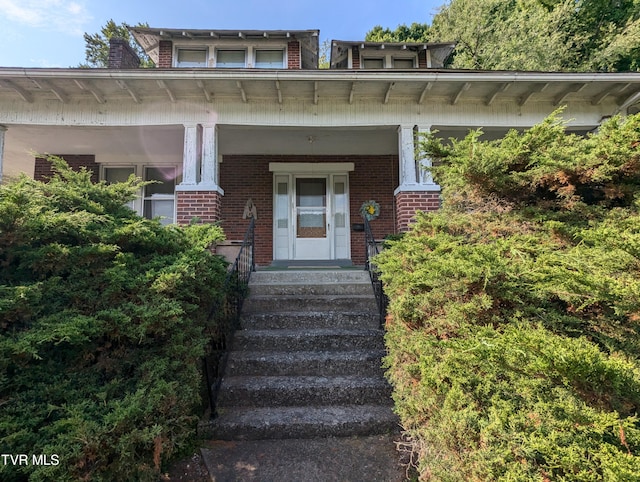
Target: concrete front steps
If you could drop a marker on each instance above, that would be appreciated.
(306, 362)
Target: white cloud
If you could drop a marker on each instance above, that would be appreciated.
(66, 16)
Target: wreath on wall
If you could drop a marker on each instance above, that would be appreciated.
(370, 210)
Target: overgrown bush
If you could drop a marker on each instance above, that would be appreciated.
(102, 330)
(514, 320)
··········
▸ **Activity**
Copy out each line from the preceding entries that mentions the word "Target".

▸ **Solution**
Target: concrete front steps
Target: white cloud
Target: wreath on wall
Target: overgrown bush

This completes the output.